» **Objective A**
Print the part of the zone-splitting discussion starting at "I will think" and ending at "include/linux/page-flags-layout.h scares me.".
» **Objective B**
Carry on the zone-splitting discussion from the point where it stops.

» **Document segment**
David Hildenbrand <david@redhat.com> writes:

>>> If we could avoid instantiating more zones and rather improve existing
>>> mechanisms (PCP), that would be much more preferred IMHO. I'm sure
>>> it's not easy, but that shouldn't stop us from trying ;)
>> I do think improving PCP or adding another level of cache will help
>> performance and scalability.
>> And, I think that it has value too to improve the performance of
>> zone
>> itself.  Because there will be always some cases that the zone lock
>> itself is contended.
>> That is, PCP and zone works at different level, and both deserve to
>> be
>> improved.  Do you agree?
>
> Spoiler: my humble opinion
>
>
> Well, the zone is kind-of your "global" memory provider, and PCPs
> cache a fraction of that to avoid exactly having to mess with that
> global datastructure and lock contention.
>
> One benefit I can see of such a "global" memory provider with caches
> on top is is that it is nicely integrated: for example, the concept of 
> memory pressure exists for the zone as a whole. All memory is of the
> same kind and managed in a single entity, but free memory is cached
> for performance.
>
> As soon as you manage the memory in multiple zones of the same kind,
> you lose that "global" view of your memory that is of the same kind,
> but managed in different bucks. You might end up with a lot of memory 
> pressure in a single such zone, but still have plenty in another zone.
>
> As one example, hot(un)plug of memory is easy: there is only a single
> zone. No need to make smart decisions or deal with having memory we're 
> hotunplugging be stranded in multiple zones.

I understand that there are some unresolved issues for splitting zone.
I will think more about them and the possible solutions.

>> 
>>> I did not look into the details of this proposal, but seeing the
>>> change in include/linux/page-flags-layout.h scares me.
>> It's possible for us to use 1 more bit in page->flags.  Do you think
>> that will cause severe issue?  Or you think some other stuff isn't
>> acceptable?
>
> The issue is, everybody wants to consume more bits in page->flags, so
> if we can get away without it that would be much better :)

Yes.

> The more bits you want to consume, the more people will ask for making
> this a compile-time option and eventually compile it out on distro 
> kernels (e.g., with many NUMA nodes). So we end up with more code and
> complexity and eventually not get the benefits where we really want
> them.

That's possible.  Although I think we will still use more page flags
when necessary.

>> 
>>> Further, I'm not so sure how that change really interacts with
>>> hot(un)plug of memory ... on a quick glimpse I feel like this series
>>> hacks the code such that such that the split works based on the boot
>>> memory size ...

[Collection entries]

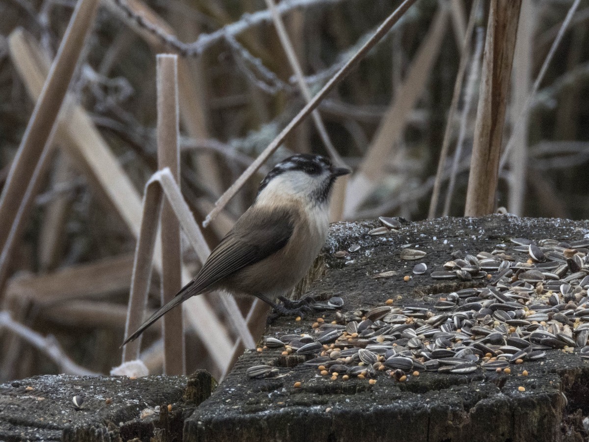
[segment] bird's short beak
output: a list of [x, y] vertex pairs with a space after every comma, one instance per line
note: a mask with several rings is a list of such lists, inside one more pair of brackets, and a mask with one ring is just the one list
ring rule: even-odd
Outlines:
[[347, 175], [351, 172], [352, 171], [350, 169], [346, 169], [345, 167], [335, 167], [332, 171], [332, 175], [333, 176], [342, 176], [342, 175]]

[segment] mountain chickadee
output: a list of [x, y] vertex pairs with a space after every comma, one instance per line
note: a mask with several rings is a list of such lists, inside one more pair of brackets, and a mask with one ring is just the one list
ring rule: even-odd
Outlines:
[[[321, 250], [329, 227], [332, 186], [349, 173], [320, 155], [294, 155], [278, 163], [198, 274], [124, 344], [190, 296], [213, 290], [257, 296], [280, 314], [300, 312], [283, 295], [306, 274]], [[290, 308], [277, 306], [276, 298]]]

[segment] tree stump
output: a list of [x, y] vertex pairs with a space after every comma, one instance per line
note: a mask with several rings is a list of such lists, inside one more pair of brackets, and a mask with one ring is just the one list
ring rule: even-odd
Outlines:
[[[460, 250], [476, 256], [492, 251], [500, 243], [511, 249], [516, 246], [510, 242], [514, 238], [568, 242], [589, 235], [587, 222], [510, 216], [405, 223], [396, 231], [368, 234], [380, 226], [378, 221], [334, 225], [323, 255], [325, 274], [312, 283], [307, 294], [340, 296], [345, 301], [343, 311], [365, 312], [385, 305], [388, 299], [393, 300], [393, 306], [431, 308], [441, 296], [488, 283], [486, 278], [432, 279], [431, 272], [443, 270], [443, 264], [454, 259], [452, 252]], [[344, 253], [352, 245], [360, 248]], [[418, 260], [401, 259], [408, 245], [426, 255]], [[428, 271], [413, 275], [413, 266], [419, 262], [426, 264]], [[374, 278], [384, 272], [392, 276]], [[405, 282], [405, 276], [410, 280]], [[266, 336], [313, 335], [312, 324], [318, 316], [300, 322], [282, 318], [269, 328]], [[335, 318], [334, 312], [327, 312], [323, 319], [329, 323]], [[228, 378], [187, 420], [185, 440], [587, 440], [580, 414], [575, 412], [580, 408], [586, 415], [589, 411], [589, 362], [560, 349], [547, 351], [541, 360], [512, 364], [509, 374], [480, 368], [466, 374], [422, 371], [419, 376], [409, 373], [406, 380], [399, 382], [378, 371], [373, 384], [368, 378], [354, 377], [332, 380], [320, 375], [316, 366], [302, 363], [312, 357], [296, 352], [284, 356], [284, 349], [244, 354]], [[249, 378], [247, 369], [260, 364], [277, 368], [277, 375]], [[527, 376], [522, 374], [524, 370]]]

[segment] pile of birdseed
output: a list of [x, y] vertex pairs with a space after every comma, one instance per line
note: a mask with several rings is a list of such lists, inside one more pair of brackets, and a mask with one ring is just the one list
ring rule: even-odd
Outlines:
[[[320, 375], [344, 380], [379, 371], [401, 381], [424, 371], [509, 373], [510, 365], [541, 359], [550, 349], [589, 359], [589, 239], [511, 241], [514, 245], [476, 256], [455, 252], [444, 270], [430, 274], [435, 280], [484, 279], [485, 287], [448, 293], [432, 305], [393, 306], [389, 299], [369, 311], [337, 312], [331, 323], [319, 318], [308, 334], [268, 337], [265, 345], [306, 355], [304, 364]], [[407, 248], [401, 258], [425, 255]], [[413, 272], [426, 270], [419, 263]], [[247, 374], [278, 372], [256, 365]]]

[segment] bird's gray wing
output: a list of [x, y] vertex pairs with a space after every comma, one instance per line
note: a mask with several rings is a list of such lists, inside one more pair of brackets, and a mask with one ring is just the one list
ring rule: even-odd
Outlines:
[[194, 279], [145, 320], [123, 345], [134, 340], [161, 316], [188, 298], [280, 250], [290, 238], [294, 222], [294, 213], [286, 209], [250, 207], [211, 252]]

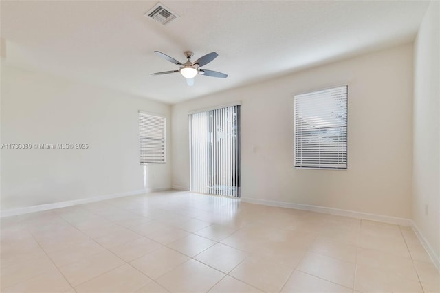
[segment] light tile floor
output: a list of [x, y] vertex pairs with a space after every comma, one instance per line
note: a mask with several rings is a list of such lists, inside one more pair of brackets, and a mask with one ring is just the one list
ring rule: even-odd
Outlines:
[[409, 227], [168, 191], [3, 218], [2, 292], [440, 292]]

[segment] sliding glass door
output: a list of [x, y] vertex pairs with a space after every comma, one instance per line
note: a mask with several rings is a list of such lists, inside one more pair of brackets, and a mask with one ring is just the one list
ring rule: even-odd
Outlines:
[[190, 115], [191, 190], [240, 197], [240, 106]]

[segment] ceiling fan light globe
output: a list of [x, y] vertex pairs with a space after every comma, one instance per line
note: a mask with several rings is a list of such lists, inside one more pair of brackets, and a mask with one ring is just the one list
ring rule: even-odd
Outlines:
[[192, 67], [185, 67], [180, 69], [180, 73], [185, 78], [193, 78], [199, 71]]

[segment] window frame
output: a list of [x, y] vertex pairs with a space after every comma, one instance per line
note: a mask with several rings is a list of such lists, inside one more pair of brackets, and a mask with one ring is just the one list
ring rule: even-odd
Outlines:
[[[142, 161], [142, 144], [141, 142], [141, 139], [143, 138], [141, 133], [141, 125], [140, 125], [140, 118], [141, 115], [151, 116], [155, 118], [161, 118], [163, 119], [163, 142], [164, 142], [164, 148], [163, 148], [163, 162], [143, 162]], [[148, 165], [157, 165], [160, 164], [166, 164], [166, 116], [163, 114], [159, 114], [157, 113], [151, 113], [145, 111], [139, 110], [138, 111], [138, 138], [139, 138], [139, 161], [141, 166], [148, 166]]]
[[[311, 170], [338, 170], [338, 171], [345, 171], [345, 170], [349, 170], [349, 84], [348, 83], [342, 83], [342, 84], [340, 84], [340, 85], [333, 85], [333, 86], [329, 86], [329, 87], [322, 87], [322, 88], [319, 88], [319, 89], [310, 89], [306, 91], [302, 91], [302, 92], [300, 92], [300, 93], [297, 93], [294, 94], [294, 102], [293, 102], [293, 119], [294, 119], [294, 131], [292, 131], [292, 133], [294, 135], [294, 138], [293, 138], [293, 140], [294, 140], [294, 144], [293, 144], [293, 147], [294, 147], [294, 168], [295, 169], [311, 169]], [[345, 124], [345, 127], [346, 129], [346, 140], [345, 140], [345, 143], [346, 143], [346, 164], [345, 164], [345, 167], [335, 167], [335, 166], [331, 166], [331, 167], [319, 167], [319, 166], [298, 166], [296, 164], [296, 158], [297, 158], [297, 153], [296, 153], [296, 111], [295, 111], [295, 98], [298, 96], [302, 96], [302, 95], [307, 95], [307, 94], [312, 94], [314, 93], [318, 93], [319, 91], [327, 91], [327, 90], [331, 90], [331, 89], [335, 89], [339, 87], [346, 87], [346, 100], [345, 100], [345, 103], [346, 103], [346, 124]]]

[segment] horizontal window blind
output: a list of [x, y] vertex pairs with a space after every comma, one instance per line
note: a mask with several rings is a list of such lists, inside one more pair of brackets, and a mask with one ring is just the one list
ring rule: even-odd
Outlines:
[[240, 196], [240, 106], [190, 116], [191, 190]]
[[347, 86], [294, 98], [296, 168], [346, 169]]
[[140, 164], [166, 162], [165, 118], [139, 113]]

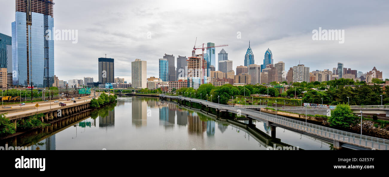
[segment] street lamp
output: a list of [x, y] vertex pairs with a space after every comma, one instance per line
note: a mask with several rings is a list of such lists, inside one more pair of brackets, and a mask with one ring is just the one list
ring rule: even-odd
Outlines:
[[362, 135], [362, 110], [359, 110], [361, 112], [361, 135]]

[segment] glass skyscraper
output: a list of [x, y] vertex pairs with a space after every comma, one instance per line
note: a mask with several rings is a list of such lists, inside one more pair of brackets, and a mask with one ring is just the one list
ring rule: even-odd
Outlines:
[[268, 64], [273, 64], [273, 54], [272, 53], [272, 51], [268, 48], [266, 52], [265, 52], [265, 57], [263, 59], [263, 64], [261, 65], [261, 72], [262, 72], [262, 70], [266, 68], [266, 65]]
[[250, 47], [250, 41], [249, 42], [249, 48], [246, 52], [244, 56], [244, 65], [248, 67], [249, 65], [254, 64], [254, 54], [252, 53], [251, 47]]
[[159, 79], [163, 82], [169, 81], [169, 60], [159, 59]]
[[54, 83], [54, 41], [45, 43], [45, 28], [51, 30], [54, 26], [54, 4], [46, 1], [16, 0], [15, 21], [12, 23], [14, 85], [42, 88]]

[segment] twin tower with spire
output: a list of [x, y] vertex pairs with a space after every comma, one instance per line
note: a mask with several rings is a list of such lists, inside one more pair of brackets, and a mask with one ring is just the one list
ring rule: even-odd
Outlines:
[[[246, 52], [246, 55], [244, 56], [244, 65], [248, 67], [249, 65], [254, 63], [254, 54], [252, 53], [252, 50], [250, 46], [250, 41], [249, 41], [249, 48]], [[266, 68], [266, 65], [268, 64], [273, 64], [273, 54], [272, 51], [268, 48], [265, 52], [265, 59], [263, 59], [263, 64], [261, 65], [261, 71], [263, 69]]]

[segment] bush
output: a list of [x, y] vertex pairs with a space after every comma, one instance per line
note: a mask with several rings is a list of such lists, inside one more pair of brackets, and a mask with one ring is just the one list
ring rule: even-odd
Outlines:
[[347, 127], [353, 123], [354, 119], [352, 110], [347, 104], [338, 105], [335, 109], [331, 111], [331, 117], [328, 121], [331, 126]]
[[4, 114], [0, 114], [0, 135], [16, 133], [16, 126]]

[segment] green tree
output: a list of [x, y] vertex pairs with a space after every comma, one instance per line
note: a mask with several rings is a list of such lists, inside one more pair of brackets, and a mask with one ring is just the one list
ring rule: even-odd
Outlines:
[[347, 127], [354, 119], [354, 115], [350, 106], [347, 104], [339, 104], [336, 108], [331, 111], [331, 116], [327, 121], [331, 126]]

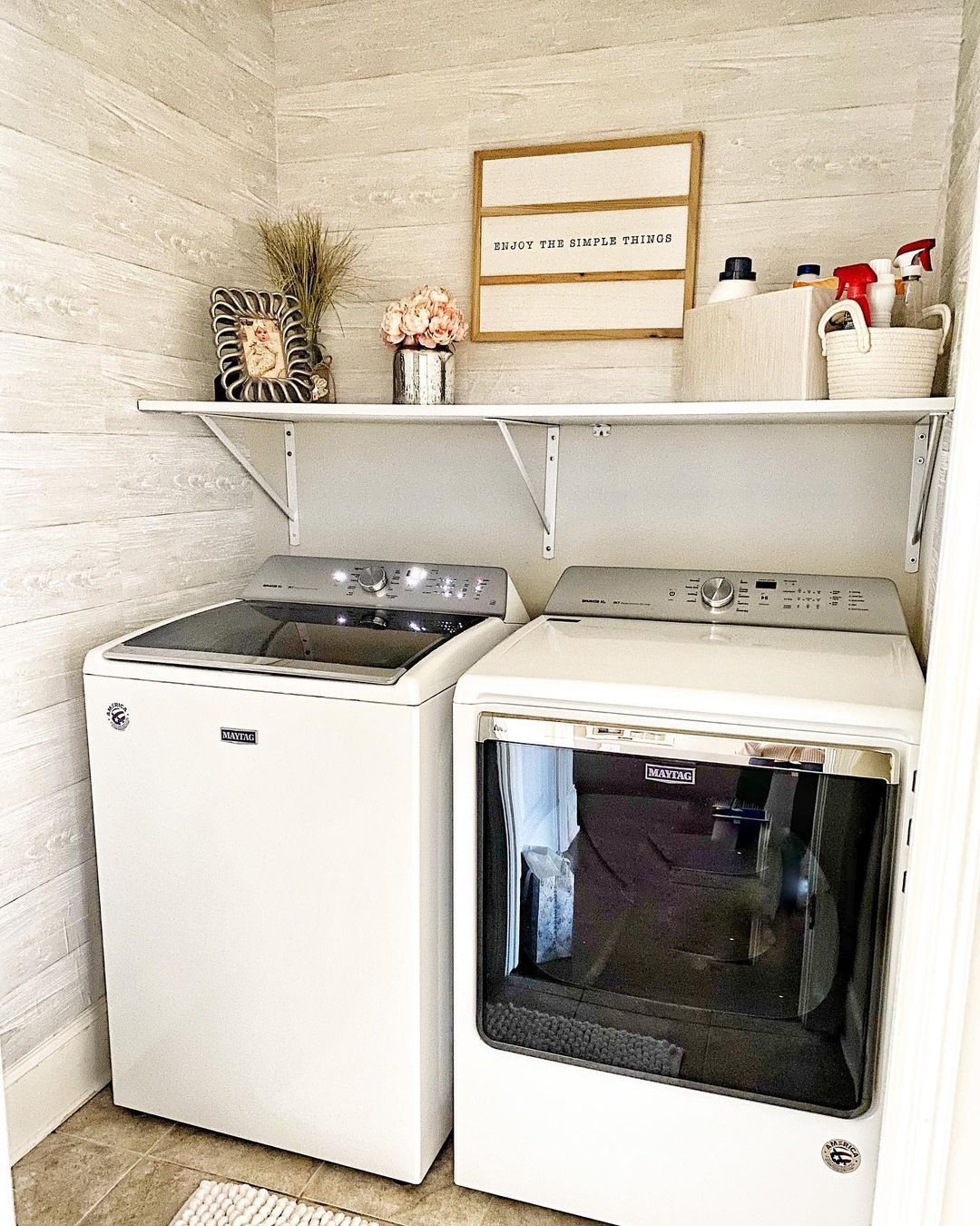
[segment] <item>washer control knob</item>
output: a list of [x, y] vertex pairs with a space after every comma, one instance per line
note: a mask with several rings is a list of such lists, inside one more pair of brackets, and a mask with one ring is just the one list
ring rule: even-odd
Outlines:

» **Right answer A**
I will think more about them and the possible solutions.

>> 
>>> I did not look into the details of this proposal, but seeing the
>>> change in include/linux/page-flags-layout.h scares me.

» **Right answer B**
>> Em..., the zone stuff is kind of static now.  It's hard to add a
>> zone at
>> run-time.  So, in this series, we determine the number of zones per zone
>> type based on boot memory size.  This may be improved in the future via
>> pre-allocate some empty zone instances during boot and hot-add some
>> memory to these zones.
>
> Just to give you some idea: with virtio-mem, hyper-v, daxctl, and
> upcoming cxl dynamic memory pooling (some day I'm sure ;) ) you might 
> see quite a small boot memory (e.g., 4 GiB) but a significant amount
> of memory getting hotplugged incrementally (e.g., up to 1 TiB) --
> well, and hotunplugged. With multiple zone instances you really have
> to be careful and might have to re-balance between the multiple zones
> to keep the scalability, to not create imbalances between the zones
> ...

Thanks for your information!

> Something like PCP auto-tuning would be able to handle that mostly
> automatically, as there is only a single memory pool.

I agree that optimizing PCP will help performance regardless of
splitting zone or not.

>> 
>>> I agree with Michal that looking into auto-tuning PCP would be
>>> preferred. If that can't be done, adding another layer might end up
>>> cleaner and eventually cover more use cases.
>> I do agree that it's valuable to make PCP etc. cover more use cases.
>> I
>> just think that this should not prevent us from optimizing zone itself
>> to cover remaining use cases.
>
> I really don't like the concept of replicating zones of the same kind
> for the same NUMA node. But that's just my personal opinion
> maintaining some memory hot(un)plug code :)
>
> Having that said, some kind of a sub-zone concept (additional layer)
> as outlined by Michal IIUC, for example, indexed by core
> id/has/whatsoever could eventually be worth exploring. Yes, such a
> design raises various questions ... :)

Yes.  That's another possible solution for the page allocation
scalability problem.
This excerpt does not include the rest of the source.